--- Action item ---
Return each entry exactly, with none missing.
----------
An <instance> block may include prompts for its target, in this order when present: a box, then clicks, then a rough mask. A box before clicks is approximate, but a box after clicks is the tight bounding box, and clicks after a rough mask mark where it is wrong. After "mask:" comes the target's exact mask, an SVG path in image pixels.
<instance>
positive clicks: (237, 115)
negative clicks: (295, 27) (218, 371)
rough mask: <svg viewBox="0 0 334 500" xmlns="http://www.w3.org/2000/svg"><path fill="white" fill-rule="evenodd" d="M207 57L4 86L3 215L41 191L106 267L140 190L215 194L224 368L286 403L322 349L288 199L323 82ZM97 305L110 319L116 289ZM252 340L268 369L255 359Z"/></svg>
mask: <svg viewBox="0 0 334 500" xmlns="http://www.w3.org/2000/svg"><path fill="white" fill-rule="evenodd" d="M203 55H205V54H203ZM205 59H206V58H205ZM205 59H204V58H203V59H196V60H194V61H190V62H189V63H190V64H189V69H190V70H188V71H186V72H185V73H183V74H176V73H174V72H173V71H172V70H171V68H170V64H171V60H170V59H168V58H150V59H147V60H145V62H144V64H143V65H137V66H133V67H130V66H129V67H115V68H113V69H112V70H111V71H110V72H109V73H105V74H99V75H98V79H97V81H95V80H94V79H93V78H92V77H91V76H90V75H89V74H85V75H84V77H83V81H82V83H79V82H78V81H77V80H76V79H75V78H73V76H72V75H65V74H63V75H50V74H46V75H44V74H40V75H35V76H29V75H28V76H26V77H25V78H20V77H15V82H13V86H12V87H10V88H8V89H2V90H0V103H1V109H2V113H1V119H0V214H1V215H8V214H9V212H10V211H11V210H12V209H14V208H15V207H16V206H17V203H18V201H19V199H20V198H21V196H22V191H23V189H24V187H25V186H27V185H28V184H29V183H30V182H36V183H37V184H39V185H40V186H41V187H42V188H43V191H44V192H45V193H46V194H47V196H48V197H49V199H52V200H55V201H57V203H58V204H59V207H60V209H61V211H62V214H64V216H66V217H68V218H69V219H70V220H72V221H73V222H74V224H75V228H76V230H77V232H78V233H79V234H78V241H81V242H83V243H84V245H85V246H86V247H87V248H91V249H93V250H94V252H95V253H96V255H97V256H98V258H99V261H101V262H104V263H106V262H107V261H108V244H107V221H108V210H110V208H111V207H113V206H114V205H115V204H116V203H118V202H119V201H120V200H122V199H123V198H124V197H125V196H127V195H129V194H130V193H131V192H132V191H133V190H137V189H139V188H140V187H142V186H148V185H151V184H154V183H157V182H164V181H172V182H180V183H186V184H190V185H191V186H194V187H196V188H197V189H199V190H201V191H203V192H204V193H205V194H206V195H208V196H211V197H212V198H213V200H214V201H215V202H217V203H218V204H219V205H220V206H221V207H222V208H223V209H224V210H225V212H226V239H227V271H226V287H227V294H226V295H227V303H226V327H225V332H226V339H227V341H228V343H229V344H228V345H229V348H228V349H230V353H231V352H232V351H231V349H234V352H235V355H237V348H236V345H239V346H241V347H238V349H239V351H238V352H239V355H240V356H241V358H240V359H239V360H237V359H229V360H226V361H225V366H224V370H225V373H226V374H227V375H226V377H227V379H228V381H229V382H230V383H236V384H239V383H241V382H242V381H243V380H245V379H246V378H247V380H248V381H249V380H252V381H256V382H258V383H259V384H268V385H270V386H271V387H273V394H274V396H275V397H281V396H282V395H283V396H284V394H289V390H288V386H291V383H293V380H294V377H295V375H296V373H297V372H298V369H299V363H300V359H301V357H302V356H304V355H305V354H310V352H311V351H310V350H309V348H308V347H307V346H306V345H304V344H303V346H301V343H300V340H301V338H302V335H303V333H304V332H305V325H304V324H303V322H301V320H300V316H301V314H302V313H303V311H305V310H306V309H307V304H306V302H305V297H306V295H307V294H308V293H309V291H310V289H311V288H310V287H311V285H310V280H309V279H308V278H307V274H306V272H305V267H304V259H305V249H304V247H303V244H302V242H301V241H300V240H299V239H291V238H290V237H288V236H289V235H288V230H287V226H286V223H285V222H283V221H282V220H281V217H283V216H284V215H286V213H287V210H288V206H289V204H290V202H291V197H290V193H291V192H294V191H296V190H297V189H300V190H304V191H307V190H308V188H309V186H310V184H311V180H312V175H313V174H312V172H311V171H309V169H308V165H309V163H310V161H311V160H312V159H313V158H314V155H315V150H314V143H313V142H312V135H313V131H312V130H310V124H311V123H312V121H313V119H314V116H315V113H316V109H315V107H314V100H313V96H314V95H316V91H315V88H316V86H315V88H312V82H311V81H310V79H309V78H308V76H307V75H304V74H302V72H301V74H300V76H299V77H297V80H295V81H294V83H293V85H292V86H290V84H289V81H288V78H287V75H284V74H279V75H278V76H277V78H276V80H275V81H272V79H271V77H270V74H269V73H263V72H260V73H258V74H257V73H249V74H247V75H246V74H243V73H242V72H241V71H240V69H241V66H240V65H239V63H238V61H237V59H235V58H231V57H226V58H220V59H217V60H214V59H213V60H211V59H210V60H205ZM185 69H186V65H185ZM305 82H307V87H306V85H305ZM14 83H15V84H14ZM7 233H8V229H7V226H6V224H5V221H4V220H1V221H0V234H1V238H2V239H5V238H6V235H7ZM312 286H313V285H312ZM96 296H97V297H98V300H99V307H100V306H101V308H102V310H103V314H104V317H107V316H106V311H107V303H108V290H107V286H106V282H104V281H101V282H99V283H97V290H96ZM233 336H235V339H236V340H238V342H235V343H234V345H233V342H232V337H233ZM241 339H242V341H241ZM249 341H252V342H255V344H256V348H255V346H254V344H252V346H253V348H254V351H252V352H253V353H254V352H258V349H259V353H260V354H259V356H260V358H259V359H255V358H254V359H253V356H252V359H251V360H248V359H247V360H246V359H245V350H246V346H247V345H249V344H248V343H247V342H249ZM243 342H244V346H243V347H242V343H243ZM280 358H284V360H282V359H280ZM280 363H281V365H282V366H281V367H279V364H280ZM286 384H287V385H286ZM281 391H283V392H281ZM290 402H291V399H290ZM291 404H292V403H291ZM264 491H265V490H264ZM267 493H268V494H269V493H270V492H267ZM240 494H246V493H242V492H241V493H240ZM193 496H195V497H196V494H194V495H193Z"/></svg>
----------
--- Exercise output ---
An <instance> block may include prompts for its target, in this order when present: a box, then clicks, then a rough mask. A box before clicks is approximate, but a box after clicks is the tight bounding box, and clicks after a rough mask mark where it is wrong. After "mask:" comes the target's exact mask, an SVG path in image pixels.
<instance>
positive clicks: (237, 115)
negative clicks: (295, 27) (218, 371)
rough mask: <svg viewBox="0 0 334 500" xmlns="http://www.w3.org/2000/svg"><path fill="white" fill-rule="evenodd" d="M207 57L4 86L3 215L41 191L106 267L140 190L215 194L224 368L286 403L322 349L288 199L323 82ZM97 305L110 319L116 289ZM252 340L268 369L255 359Z"/></svg>
mask: <svg viewBox="0 0 334 500" xmlns="http://www.w3.org/2000/svg"><path fill="white" fill-rule="evenodd" d="M203 55H205V54H203ZM205 59H206V58H205ZM205 59H204V58H203V59H196V60H194V61H190V62H189V63H190V64H189V69H190V70H188V71H186V72H185V73H183V74H176V73H174V72H173V71H172V70H171V68H170V64H171V60H170V59H168V58H150V59H147V60H145V62H144V64H143V65H137V66H133V67H130V66H129V67H115V68H113V69H112V70H111V71H110V72H109V73H105V74H99V75H98V79H97V81H95V80H94V79H93V78H92V77H91V76H90V75H89V74H85V75H84V77H83V81H82V83H79V82H78V81H77V80H76V79H75V78H73V76H72V75H65V74H63V75H50V74H46V75H44V74H40V75H35V76H29V75H28V76H26V77H25V78H20V77H15V82H13V86H12V87H10V88H8V89H2V90H0V103H1V109H2V113H1V119H0V214H1V215H8V214H9V212H10V211H11V210H12V209H14V208H15V207H16V206H17V203H18V201H19V199H20V198H21V196H22V191H23V189H24V187H25V186H27V185H28V184H29V183H30V182H36V183H37V184H39V185H40V186H41V187H42V188H43V191H44V192H45V193H46V194H47V196H48V197H49V199H52V200H55V201H57V203H58V204H59V207H60V209H61V211H62V214H64V216H66V217H68V218H69V219H70V220H72V221H73V222H74V224H75V228H76V230H77V232H78V233H79V234H78V241H81V242H83V243H84V245H85V246H86V247H87V248H91V249H93V250H94V252H95V253H96V255H97V256H98V258H99V261H101V262H104V263H106V262H107V261H108V244H107V221H108V210H110V208H111V207H113V206H114V205H115V204H116V203H118V202H119V201H120V200H122V199H123V198H124V197H125V196H127V195H129V194H130V193H131V192H132V191H133V190H137V189H139V188H140V187H142V186H148V185H151V184H154V183H157V182H164V181H172V182H180V183H186V184H190V185H191V186H194V187H196V188H197V189H199V190H201V191H203V192H204V193H205V194H206V195H208V196H211V197H212V198H213V200H214V201H215V202H217V203H218V204H219V205H220V206H221V207H222V208H223V209H224V210H225V212H226V239H227V271H226V287H227V294H226V295H227V303H226V327H225V332H226V339H227V341H228V343H229V344H228V345H229V348H228V349H230V353H231V352H232V351H231V349H234V352H235V355H237V348H236V345H239V346H241V347H238V349H239V351H238V352H239V355H240V356H241V358H240V359H239V360H237V359H229V360H226V361H225V366H224V370H225V373H226V374H227V375H226V377H227V379H228V381H229V382H230V383H236V384H239V383H241V382H242V381H243V380H245V379H246V378H247V380H248V381H249V380H252V381H256V382H258V383H259V384H268V385H270V386H271V387H273V394H274V396H275V397H281V396H282V395H283V396H284V394H289V390H288V386H291V383H293V380H294V377H295V375H296V373H297V372H298V369H299V363H300V359H301V357H302V356H304V355H305V354H310V352H311V351H310V350H309V348H308V347H307V346H306V345H304V344H303V346H301V343H300V340H301V338H302V335H303V333H304V332H305V325H304V324H303V322H301V320H300V316H301V314H302V313H303V311H305V310H306V309H307V304H306V302H305V297H306V295H307V294H308V293H309V291H310V289H311V288H310V287H311V285H310V280H309V279H308V278H307V274H306V272H305V267H304V259H305V249H304V247H303V244H302V242H301V241H300V240H299V239H291V238H290V237H288V236H289V235H288V230H287V226H286V223H285V222H283V221H282V220H281V217H283V216H284V215H286V213H287V210H288V206H289V204H290V202H291V197H290V193H291V192H294V191H296V190H297V189H300V190H304V191H307V190H308V188H309V186H310V184H311V180H312V175H313V174H312V172H311V171H309V169H308V165H309V163H310V161H311V160H312V159H313V158H314V155H315V150H314V143H313V142H312V135H313V131H312V130H310V124H311V123H312V121H313V119H314V116H315V113H316V109H315V107H314V100H313V96H314V95H316V91H315V88H316V86H315V88H312V82H311V81H310V79H309V78H308V76H307V75H304V74H302V72H301V74H300V76H299V77H297V80H295V81H294V83H293V85H292V86H290V84H289V81H288V78H287V75H284V74H279V75H278V76H277V78H276V80H275V81H272V79H271V77H270V74H269V73H263V72H260V73H258V74H257V73H249V74H247V75H246V74H243V73H242V72H241V71H240V69H241V66H240V65H239V63H238V61H237V59H235V58H231V57H226V58H220V59H217V60H214V59H213V60H211V59H210V60H205ZM185 69H186V65H185ZM305 82H307V87H306V85H305ZM14 83H15V84H14ZM7 233H8V229H7V226H6V224H5V221H4V220H1V221H0V234H1V238H2V239H5V238H6V235H7ZM312 286H313V285H312ZM96 296H97V297H98V300H99V307H100V306H101V308H102V310H103V314H104V317H107V316H106V311H107V303H108V290H107V286H106V282H104V281H101V282H99V283H97V290H96ZM233 336H235V339H236V340H238V342H235V343H234V345H233V342H232V337H233ZM241 339H242V341H241ZM249 341H252V342H255V344H256V348H255V346H254V344H252V346H253V348H254V351H252V352H253V353H254V352H258V349H259V353H260V354H259V356H260V358H259V359H255V358H254V359H253V356H252V359H251V360H248V359H247V360H246V359H245V350H246V346H247V345H249V344H248V343H247V342H249ZM243 342H244V346H243V347H242V343H243ZM280 358H284V360H282V359H280ZM280 363H281V365H282V366H281V367H279V364H280ZM286 384H287V385H286ZM281 391H283V392H281ZM290 402H291V399H290ZM291 404H292V403H291ZM264 491H265V490H264ZM267 493H268V494H269V493H270V492H267ZM240 494H246V493H242V492H241V493H240ZM193 496H195V497H196V494H194V495H193Z"/></svg>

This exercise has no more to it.